### TEXT SEGMENT:

## START

In locating the camera positions, D.P. had accepted a challenge that historian William A. Frassanito issued implicitly in his 1983 classic, Grant and Lee: The Virginia Campaigns 1864-1865—find the sites on a modern landscape that is “densely wooded with numerous hollows.”

A decade after publishing the Military Images article, Belle Plain again captured my imagination when I suddenly noticed that one of D.P.’s site-identified images, shown here alongside a modern near-equivalent that he made around 2000:


…had originated with a glass-plate negative–intended to produce carte de visite photographic prints–that was exposed in a four-lens camera to record four slightly different, sequential scenes:

The plate had recently been posted online, as a digital file, in an intermittently accessible sampler of Civil War photographs in the collection of the National Archives.

Over the years, different exposures from this same plate have appeared singly in a number of publications, and all four exposures appeared together at least once online, but only as cropped details and in a 2008 discussion limited to evaluating them for information about Confederate uniforms. The particular exposure, from the four, that had appeared in Frassanito’s 1983 book was accompanied by his attribution to a photographer or photographers working for Brady & Co., his dating of the image—along with all the other views of Confederate prisoners at the various Punch Bowl locations—to May 16 or May 17, 1864, and his observation that one of the Confederate prisoners likely wears headgear-insignia of the Fourth Alabama Infantry.

## END

### GIVEN INFORMATION:

## START

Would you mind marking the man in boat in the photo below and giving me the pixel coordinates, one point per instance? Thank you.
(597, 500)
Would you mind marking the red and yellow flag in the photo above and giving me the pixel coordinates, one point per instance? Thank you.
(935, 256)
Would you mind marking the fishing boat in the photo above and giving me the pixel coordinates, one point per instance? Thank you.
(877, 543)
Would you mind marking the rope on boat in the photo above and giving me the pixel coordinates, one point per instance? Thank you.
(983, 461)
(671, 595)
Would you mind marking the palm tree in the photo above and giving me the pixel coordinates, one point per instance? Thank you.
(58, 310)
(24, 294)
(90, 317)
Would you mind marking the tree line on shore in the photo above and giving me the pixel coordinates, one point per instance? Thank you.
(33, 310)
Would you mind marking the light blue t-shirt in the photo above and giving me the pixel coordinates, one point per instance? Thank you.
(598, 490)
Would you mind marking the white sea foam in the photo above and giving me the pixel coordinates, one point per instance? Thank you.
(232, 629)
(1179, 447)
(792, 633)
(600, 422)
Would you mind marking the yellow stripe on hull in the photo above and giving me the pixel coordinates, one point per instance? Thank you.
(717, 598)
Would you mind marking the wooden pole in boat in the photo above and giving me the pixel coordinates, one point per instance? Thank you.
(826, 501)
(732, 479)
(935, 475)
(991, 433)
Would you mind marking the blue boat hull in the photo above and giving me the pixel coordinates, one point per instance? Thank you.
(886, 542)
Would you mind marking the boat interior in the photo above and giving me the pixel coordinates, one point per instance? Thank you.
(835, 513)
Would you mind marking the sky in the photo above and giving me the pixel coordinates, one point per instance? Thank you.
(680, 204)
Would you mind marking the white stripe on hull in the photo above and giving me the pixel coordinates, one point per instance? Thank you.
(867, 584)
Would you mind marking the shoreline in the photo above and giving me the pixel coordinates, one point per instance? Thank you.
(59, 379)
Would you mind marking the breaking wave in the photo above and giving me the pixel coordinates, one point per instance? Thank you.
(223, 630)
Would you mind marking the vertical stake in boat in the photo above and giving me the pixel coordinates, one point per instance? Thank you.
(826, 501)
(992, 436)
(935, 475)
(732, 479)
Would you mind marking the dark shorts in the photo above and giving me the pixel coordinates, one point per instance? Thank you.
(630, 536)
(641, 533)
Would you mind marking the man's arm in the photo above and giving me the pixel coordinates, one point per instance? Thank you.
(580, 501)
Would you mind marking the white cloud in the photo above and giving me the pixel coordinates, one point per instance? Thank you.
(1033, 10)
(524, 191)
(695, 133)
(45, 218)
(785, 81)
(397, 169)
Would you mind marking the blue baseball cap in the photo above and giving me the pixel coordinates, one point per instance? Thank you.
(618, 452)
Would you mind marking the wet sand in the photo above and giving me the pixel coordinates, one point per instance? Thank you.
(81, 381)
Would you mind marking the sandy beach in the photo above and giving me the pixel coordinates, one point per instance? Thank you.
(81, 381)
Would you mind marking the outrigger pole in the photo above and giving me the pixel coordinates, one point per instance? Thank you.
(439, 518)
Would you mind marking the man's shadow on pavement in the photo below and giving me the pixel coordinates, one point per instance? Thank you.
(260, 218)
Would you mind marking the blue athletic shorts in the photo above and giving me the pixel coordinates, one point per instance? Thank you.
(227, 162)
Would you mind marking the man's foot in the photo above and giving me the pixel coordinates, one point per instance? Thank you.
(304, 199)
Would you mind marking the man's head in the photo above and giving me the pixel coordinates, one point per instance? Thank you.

## END

### REQUEST 1:
In the passage on the Belle Plain photographs, what kind of camera exposed the glass-plate negative?
### REQUEST 2:
Return everything in the passage on the Belle Plain photographs from "Over the years, different" down to "Fourth Alabama Infantry.", copied without any change.

### RESULT 1:
A four-lens camera.

### RESULT 2:
Over the years, different exposures from this same plate have appeared singly in a number of publications, and all four exposures appeared together at least once online, but only as cropped details and in a 2008 discussion limited to evaluating them for information about Confederate uniforms. The particular exposure, from the four, that had appeared in Frassanito’s 1983 book was accompanied by his attribution to a photographer or photographers working for Brady & Co., his dating of the image—along with all the other views of Confederate prisoners at the various Punch Bowl locations—to May 16 or May 17, 1864, and his observation that one of the Confederate prisoners likely wears headgear-insignia of the Fourth Alabama Infantry.